• Your goal:
Everything in the data below should be restated word for word.

• Extracted records:
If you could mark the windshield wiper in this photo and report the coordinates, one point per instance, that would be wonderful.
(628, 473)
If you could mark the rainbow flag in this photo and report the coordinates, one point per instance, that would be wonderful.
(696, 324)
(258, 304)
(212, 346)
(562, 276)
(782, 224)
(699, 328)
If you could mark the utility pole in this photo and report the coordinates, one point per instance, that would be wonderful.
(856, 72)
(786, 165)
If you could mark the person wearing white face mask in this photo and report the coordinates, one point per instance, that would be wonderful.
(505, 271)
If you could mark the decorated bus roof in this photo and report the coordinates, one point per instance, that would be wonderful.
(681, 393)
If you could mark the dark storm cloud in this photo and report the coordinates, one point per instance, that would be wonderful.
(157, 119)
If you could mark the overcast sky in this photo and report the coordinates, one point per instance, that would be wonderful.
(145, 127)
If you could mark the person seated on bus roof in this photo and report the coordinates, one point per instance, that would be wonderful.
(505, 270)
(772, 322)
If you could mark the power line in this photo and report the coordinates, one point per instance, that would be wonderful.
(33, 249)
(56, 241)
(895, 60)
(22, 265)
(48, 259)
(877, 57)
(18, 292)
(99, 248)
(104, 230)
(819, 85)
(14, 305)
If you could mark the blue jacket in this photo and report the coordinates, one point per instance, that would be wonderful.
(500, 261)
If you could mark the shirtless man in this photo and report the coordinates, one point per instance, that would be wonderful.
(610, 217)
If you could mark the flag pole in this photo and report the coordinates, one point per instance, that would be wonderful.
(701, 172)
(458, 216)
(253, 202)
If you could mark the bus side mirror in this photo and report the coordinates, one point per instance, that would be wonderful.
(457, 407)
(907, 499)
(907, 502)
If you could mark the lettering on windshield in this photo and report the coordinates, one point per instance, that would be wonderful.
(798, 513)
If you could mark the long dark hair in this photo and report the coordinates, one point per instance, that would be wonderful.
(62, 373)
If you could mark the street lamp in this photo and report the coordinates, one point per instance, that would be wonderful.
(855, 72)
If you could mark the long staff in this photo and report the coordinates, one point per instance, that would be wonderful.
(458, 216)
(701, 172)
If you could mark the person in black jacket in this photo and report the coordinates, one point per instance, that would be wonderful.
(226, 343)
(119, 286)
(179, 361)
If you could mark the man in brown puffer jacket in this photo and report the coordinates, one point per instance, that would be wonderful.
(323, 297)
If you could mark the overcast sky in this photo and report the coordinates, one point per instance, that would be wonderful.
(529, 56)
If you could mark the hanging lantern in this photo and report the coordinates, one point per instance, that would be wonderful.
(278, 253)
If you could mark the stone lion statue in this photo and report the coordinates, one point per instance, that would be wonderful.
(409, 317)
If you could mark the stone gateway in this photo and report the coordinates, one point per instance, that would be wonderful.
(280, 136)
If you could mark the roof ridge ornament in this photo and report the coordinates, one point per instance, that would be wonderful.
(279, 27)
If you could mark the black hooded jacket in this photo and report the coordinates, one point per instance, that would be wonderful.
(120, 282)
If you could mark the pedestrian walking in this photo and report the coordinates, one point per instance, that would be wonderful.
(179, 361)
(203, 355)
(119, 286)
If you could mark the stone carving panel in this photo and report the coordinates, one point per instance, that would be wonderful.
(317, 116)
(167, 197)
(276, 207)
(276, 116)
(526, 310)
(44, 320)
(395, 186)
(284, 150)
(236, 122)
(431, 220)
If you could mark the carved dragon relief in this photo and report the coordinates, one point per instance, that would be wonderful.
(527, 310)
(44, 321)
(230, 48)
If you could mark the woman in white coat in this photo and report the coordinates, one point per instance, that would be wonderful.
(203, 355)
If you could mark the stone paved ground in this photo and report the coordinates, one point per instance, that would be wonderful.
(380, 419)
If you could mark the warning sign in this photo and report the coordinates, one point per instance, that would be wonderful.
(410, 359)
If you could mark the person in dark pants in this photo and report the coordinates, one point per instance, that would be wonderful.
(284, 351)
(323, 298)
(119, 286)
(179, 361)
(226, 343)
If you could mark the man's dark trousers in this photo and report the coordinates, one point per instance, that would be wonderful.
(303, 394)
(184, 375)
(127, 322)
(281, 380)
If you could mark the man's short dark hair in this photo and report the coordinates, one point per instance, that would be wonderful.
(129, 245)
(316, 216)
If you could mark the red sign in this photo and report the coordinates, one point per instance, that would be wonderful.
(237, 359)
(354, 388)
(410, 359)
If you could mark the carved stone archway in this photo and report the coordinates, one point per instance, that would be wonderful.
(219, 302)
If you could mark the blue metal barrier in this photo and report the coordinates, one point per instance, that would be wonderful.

• Task answer:
If you could mark the windshield wiper in this photo and report the coordinates, one point per instance, that would be wonderful.
(628, 473)
If you could mark the rainbow flag in this photo and report the coordinates, one point per instance, that would be wonderful.
(696, 324)
(258, 304)
(212, 346)
(562, 276)
(782, 224)
(699, 328)
If you could mark the utility pole in this photo and report the coordinates, one point per instance, that would be wonderful.
(856, 72)
(786, 165)
If you could mark the person wearing white face mask in this photo and report the coordinates, one point per instance, that would be wonderful.
(505, 271)
If you could mark the decorated bus roof in this photo and report the coordinates, one point per instance, that would be wonderful.
(681, 393)
If you could mark the dark storm cloud in this photo and report the coordinates, one point per instance, that would be wonderful.
(157, 119)
If you could mark the overcast sky in this photo and report the coordinates, one point per instance, that would be wonderful.
(145, 127)
If you could mark the person seated on bus roof in this photo and report the coordinates, one point per instance, that would be wonderful.
(505, 270)
(772, 322)
If you could mark the power line in this photo and report the coordinates, one point per instance, that would be wonderful.
(33, 249)
(56, 241)
(895, 60)
(22, 265)
(48, 259)
(877, 57)
(18, 292)
(99, 248)
(104, 230)
(819, 85)
(14, 305)
If you could mark the blue jacket in this photo and report the coordinates, one point per instance, that would be wonderful.
(500, 261)
If you could mark the shirtless man in this photo and report the coordinates, one point per instance, that would be wonderful.
(610, 217)
If you could mark the flag pole in this photo and report the coordinates, one point per instance, that would be wonderful.
(701, 172)
(458, 216)
(253, 202)
If you could mark the bus side mirror in this photo and report the coordinates, one point per instance, that would be wonderful.
(457, 407)
(907, 499)
(907, 502)
If you could mark the lettering on windshield in this photo and report the coordinates, one point per instance, that would be wonderful.
(798, 513)
If you could mark the long dark hair in this photo and report the coordinates, one point per instance, that would be wonderful.
(62, 373)
If you could mark the street lamp in this photo and report the coordinates, one point per instance, that would be wonderful.
(855, 72)
If you could mark the long staff in this photo and report the coordinates, one point per instance, that would be wonderful.
(458, 216)
(701, 172)
If you could mark the person in black jacket in this photo and report the coordinates, one point per instance, that would be wonderful.
(226, 343)
(119, 286)
(179, 361)
If you could mark the man in brown puffer jacket in this photo and report the coordinates, one point per instance, that would be wonderful.
(323, 297)
If you could mark the overcast sky in this photo and report the coordinates, one point per instance, that would be wonderful.
(529, 56)
If you could mark the hanging lantern in this photo and report the coordinates, one point per instance, that would be wonderful.
(278, 253)
If you could mark the stone lion statue in this photo and report the coordinates, one point per instance, that would be wonderful.
(409, 317)
If you could mark the stone gateway in this photo and report the coordinates, one point per instance, that would be wonderful.
(280, 136)
If you could mark the roof ridge ornament in this photo and report the coordinates, one point per instance, that would be wonderful.
(279, 27)
If you could mark the black hooded jacket in this photo and report the coordinates, one point per instance, that would be wonderful.
(120, 282)
If you could mark the pedestrian walking in this photo and report the coordinates, one point per instance, that would be wonderful.
(179, 361)
(203, 355)
(119, 286)
If you could mark the stone carving panel in this photo and report the coordinates, one point per instance, that would be wonderful.
(317, 116)
(167, 197)
(276, 207)
(276, 116)
(526, 310)
(44, 320)
(395, 186)
(284, 150)
(236, 122)
(431, 220)
If you could mark the carved dragon relief in this photo and report the coordinates, one point per instance, that would be wonderful.
(527, 310)
(44, 321)
(230, 48)
If you could mark the woman in white coat in this photo and report the coordinates, one point per instance, that would be wonderful.
(203, 355)
If you could mark the stone paved ground in this photo and report the coordinates, one point per instance, that would be wonderful.
(380, 419)
If you could mark the warning sign in this photo and report the coordinates, one point per instance, that would be wonderful.
(410, 359)
If you could mark the person in dark pants in this photo and report the coordinates, one point per instance, that would be wonderful.
(284, 351)
(323, 298)
(119, 286)
(179, 361)
(226, 343)
If you could mark the man's dark trousers in this photo and report the coordinates, one point per instance, that would be wonderful.
(303, 394)
(184, 375)
(127, 322)
(281, 380)
If you could mark the man's short dark hair in this photo and report the coordinates, one point per instance, that would be wonderful.
(129, 245)
(316, 216)
If you could mark the red sign in this photo and report the coordinates, one point per instance, that would be wonderful.
(237, 359)
(354, 388)
(410, 359)
If you could mark the carved stone archway in this photo and report the coordinates, one point per instance, that would be wonderful.
(219, 302)
If you could mark the blue metal barrier in this photo and report the coordinates, one point per instance, that would be wonderful.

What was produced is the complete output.